Start of SUPPLIED DATA

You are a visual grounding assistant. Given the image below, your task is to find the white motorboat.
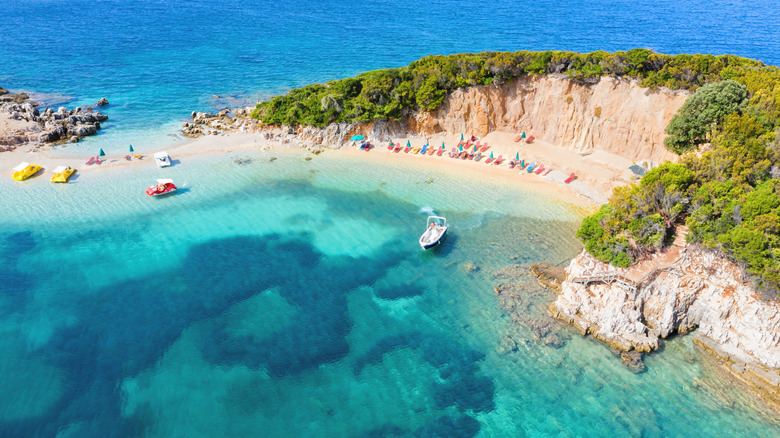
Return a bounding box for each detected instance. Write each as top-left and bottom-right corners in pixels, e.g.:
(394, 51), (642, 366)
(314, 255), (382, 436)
(154, 151), (171, 167)
(420, 216), (447, 249)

End of SUPPLIED DATA

PROBLEM TO WORK ON — Quote every row above word for word, leaving out the pictures.

PROBLEM SOLUTION —
You are a visual grounding assistant. Given the image below, your task is to find the white motorboat.
Return a bounding box for each detected instance. Write each as top-left and bottom-right corners in pixels, e.g.:
(394, 51), (642, 366)
(314, 255), (382, 436)
(154, 151), (171, 167)
(420, 216), (447, 249)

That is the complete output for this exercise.